▶ _DOCUMENT TEXT_
"""

A God Named Elroy?

I received a gift this week.

I’m involved in a study at work and lead groups as a function of that study. This week was my turn to be observed by one of the study experts.

She is someone I deeply respect. She knows what she’s talking about, carries herself with humility, and is bright and articulate. When she showed up in my class, I was working hard to rise above illness and the stress of a long day full of changes at work. Distraught not to be at my best, I decided just to focus on my group and do what I do.

When she and I met after the group left, she spoke for thirty minutes about all the things she saw me do right! In detail, she described methods I use with the group that casual observers wouldn’t notice. She saw all the challenges the group presented and the ways I had worked to overcome them.

I left our meeting feeling as though I’d been given a great gift. And I had. The gift of being seen.

It got me thinking about the up side of serving a God who sees.

Too often, we’re only reminded that God sees everything when we’re being scolded or cautioned to behave.

The wonder of having a God who sees is that He knows every unseen moment when we’ve chosen well. He sees every private decision to rejoice in the midst of trial, to endure in the face of long-suffering, to hope when all seems hopeless, to praise when the darkness threatens to overwhelm.

"""

▶ _PROMPT 1_
Copy the "A God Named Elroy?" post word for word, everything from "When she and" down to "cautioned to behave.".
▶ _PROMPT 2_
Based on the "A God Named Elroy?" post, mark each statement yes or no, and quote the words from the post that decide it.
(a) The observer spent thirty minutes talking about what the writer did right.
(b) The writer felt healthy and well on the day of the observation.
(c) The writer leads groups as part of a study at work.
▶ _PROMPT 3_
Write the next part of the "A God Named Elroy?" post, picking up right after its last sentence.
The records aren't needed for any of this.

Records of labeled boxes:

"""

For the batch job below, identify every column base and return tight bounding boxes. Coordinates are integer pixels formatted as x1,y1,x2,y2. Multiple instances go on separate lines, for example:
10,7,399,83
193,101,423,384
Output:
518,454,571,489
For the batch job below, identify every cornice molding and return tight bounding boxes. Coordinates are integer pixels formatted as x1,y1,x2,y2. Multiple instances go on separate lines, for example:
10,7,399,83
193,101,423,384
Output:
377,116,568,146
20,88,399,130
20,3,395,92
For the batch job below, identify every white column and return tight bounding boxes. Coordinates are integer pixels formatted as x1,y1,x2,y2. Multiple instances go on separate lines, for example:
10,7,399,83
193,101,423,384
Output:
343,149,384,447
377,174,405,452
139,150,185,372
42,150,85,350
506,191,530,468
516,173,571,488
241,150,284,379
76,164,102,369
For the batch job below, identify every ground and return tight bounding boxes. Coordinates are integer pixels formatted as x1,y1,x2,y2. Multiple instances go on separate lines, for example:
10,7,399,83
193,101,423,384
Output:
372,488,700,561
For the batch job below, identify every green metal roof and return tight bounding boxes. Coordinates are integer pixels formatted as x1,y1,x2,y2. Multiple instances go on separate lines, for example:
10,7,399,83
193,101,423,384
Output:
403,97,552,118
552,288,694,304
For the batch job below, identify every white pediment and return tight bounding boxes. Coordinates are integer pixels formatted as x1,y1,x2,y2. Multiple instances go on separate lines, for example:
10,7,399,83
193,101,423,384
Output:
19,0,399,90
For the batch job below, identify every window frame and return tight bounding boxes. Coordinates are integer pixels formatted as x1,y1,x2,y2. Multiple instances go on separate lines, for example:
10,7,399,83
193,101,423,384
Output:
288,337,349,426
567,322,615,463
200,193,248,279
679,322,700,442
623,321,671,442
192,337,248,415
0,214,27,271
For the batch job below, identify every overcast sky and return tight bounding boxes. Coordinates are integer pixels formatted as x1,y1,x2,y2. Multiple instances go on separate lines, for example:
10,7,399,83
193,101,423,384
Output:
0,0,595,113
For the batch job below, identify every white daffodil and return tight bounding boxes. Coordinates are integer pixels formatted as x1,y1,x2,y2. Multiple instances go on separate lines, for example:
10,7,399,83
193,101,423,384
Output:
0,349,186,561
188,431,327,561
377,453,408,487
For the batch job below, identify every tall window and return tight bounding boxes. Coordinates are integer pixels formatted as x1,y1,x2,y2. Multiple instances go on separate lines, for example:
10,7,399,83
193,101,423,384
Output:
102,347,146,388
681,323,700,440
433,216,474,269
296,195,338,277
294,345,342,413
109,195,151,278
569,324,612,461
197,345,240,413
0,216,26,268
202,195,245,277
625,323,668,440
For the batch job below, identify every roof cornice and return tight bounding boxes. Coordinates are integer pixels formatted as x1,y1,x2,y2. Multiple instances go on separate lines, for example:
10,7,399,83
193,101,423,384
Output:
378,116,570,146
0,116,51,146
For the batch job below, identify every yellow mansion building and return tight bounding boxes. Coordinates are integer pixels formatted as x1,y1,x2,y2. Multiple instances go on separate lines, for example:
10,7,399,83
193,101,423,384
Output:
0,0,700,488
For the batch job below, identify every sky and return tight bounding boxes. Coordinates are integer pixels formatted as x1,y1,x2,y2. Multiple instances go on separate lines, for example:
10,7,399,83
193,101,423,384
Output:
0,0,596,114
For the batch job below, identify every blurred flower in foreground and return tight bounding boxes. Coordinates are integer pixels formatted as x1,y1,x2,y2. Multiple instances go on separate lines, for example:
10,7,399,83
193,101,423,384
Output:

"""

▶ _TASK RESULT 1_
When she and I met after the group left, she spoke for thirty minutes about all the things she saw me do right! In detail, she described methods I use with the group that casual observers wouldn’t notice. She saw all the challenges the group presented and the ways I had worked to overcome them.

I left our meeting feeling as though I’d been given a great gift. And I had. The gift of being seen.

It got me thinking about the up side of serving a God who sees.

Too often, we’re only reminded that God sees everything when we’re being scolded or cautioned to behave.

▶ _TASK RESULT 2_
(a) Yes: "she spoke for thirty minutes about all the things she saw me do right!"
(b) No: "I was working hard to rise above illness and the stress of a long day full of changes at work."
(c) Yes: "I’m involved in a study at work and lead groups as a function of that study."

▶ _TASK RESULT 3_
He sees your heart. He knows what you set out to do even when it runs amuck. He hears your prayers and sees your hours in the Word. He appreciates your attention to detail when everyone else has gone home. He sees your work late at night when others are asleep.

He knows the unkind, angry words you swallowed rather than allow them to escape. He sees your faithfulness when others would have given up. He sees what others don’t when the doors are closed and there is no audience.

He sees and He will remember. He holds it all in store for that day when you will see Him face to face and He will tell you all that He saw in you – sees in you still.

There should have been no one less important in Biblical history than an Egyptian slave girl named Hagar. She served Sarah, in the household of Abraham and in human terms, she was no one.

When Sarah wearied of waiting to conceive Abraham’s promised child, she devised a plan born of impatience. In the tradition of the time, she told Abraham to impregnate her servant girl, Hagar, who would then give birth in her name.

Even when Hagar conceived, she was no one – simply a vessel for Abraham’s seed. When she started to act as if she was someone, Sarah set her straight by abusing her, with Abraham’s blessing. What did he care about the vessel? All he needed was a child.

Hagar ran away.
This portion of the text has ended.